Der Kläger beantragt sinngemäß,
das angefochtene Urteil sowie den Ablehnungsbescheid des FA vom 11. Mai 2004 und die Einspruchsentscheidung vom 21. Juni 2004 aufzuheben und das FA zu verpflichten, in erstmaligen Feststellungsbescheiden für 2001 und 2002 die gewerblichen Einkünfte des Klägers entsprechend den eingereichten Feststellungserklärungen festzustellen.
Das FA beantragt,
die Revision zurückzuweisen.

AUFGEZEICHNETE ANGABEN:
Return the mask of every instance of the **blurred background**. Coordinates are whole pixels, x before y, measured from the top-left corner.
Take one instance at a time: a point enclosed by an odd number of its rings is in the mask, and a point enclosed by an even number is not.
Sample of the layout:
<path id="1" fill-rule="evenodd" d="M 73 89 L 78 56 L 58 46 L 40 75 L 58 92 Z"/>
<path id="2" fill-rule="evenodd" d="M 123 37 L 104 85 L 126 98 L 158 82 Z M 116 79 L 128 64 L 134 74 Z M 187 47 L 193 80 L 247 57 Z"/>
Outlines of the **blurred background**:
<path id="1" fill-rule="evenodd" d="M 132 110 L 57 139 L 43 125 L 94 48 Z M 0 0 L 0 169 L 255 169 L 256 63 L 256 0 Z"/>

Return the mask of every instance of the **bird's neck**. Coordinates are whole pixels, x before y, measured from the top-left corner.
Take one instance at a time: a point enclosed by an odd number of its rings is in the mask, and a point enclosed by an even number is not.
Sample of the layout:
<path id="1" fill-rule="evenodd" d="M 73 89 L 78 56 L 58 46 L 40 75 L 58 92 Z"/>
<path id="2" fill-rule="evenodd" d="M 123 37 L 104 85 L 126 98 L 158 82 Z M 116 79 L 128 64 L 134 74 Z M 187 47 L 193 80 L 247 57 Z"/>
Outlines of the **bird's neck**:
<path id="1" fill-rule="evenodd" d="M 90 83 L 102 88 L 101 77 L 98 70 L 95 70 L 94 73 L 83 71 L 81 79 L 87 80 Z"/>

SCHRIFTLICHE AUFGABE 1: Zitieren Sie aus dem Textauszug die Stelle zwischen „Der Kläger beantragt“ und „eingereichten Feststellungserklärungen festzustellen.“, beide eingeschlossen.
SCHRIFTLICHE AUFGABE 2: Zeigen Sie jede Zeile der Aufzeichnungen, in der die Zeichenfolge „measured“ vorkommt, wobei Groß- und Kleinschreibung zählt.
Der Textauszug und die Aufzeichnungen haben nichts miteinander zu tun.

AUSGEARBEITETE LÖSUNG 1:
Der Kläger beantragt sinngemäß,
das angefochtene Urteil sowie den Ablehnungsbescheid des FA vom 11. Mai 2004 und die Einspruchsentscheidung vom 21. Juni 2004 aufzuheben und das FA zu verpflichten, in erstmaligen Feststellungsbescheiden für 2001 und 2002 die gewerblichen Einkünfte des Klägers entsprechend den eingereichten Feststellungserklärungen festzustellen.

AUSGEARBEITETE LÖSUNG 2:
Return the mask of every instance of the **blurred background**. Coordinates are whole pixels, x before y, measured from the top-left corner.
Return the mask of every instance of the **bird's neck**. Coordinates are whole pixels, x before y, measured from the top-left corner.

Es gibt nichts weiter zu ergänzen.